## Zitierter Textauszug
Mit dem EEG 2012 n.F. vom 01.04.2012 wurden diese massiven Eigenverbrauchsprivilegien für Neuanlagen wieder gestrichen und gleich auch noch Vergütungsbeschränkungen wie das „Marktintegrationsmodell“ eingeführt, das so gar nicht dazu geeignet war, EEG-Anlagen in den Markt zu integrieren. Die Einführung einer monatlichen Degression auf die Vergütung von „Solar/Gebäude“-Anlagen sorgte zudem dafür, dass nun pro Jahr für diese Anlagentypen 48 an Stelle der 3 üblichen Vergütungskategorien (bis 2008) notwendig wurden, um ihrer vergütungsseitig Herr zu werden.

Mit dem EEG 2014 kam dann die Umlagepflicht auf den inzwischen nicht mehr vergüteten Eigenverbrauch hinzu. Die 180-Grad-Wende in Sachen Selbstverbrauchsvergütung war vollzogen.

## Datensätze
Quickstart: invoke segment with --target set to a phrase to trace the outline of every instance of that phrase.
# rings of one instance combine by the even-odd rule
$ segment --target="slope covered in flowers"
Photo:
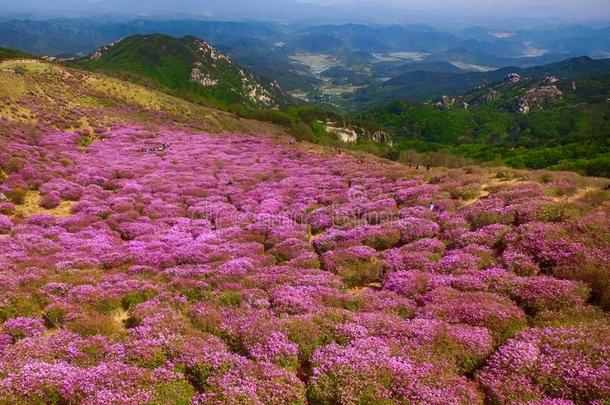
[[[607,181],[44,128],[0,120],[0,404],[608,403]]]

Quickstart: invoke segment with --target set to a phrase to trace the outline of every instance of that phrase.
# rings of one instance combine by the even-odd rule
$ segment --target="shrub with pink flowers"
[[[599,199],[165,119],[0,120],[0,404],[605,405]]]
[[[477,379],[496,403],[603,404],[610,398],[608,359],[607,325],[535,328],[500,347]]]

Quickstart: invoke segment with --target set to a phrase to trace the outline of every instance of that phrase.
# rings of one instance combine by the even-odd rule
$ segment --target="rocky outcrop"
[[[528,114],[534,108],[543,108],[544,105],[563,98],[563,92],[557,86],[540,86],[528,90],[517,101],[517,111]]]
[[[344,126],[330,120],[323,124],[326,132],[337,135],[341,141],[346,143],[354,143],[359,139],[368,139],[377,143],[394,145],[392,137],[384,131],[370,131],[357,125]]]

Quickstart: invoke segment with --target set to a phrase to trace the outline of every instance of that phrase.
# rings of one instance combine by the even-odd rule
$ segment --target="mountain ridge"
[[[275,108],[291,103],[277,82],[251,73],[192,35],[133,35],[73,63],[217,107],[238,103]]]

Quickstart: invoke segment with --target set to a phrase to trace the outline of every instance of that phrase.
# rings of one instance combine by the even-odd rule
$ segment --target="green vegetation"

## Aufgaben
- 1) Wiederholen Sie aus dem Textauszug zum EEG den Wortlaut von „Mit dem EEG 2014“ bis einschließlich „Selbstverbrauchsvergütung war vollzogen.“.
- 2) Wie viele Vergütungskategorien wurden laut dem Textauszug zum EEG nach Einführung der monatlichen Degression pro Jahr für „Solar/Gebäude“-Anlagen notwendig?
- 3) Führen Sie den Textauszug über die Entwicklung der Eigenverbrauchsregelungen im EEG im Anschluss an seinen letzten Satz weiter.

## Nummerierte Antworten
- 1)
Mit dem EEG 2014 kam dann die Umlagepflicht auf den inzwischen nicht mehr vergüteten Eigenverbrauch hinzu. Die 180-Grad-Wende in Sachen Selbstverbrauchsvergütung war vollzogen.

- 2) 48 Vergütungskategorien anstelle der bis 2008 üblichen drei.

- 3)
Die Vergütungskategorien ab Inbetriebnahme in 2023 muten schon fast wie eine Rückbesinnung auf das EEG 2004 an: schlanke Strukturen ohne unterjährige Degression. Gut – kleine Änderungen mussten umgesetzt werden, wie der neue Schwellwert für die Ausschreibungspflicht. Aber sonst? Das EEG 2023 wurde durch die Herausnahme der Regelungen zur ab dem 01.01.2023 endgültig entfallenden EEG-Umlagepflicht um einige Seiten schlanker. Im EEG-Vergütungskatalog scheint diese Verschlankung ebenfalls angekommen zu sein – sogar in dem Teil, der bei jedem Anwender vermutlich eher unangenehme Emotionen weckt: der mit den Sanktionen. Ab 2023 werden 163 Sanktionskategorien entsorgt und durch „nur“ 134 neue ersetzt. Diese haben es aber in sich, wie schon der Titel des auslösenden § 52 EEG erahnen lässt. Aus der „Verringerung des Zahlungsanspruchs bei Pflichtverstößen“ der noch aktuellen Fassung des EEG wurde ein „Zahlungen bei Pflichtverstößen“ im EEG 2023.

Den neuen Mechanismus des §52 EEG 2023, demnach, beginnend mit dem 01.01.2023, alle Betreiber von EEG-Anlagen bei Pflichtverstößen Strafzahlungen zu leisten haben und sich diese teilweise, bei Pflichterfüllung, rückwirkend bis zum Beginn des Pflichtverstoßes wiederum reduzieren, haben die ÜNB gelungen in „Vergütungs“-Kategorien gegossen.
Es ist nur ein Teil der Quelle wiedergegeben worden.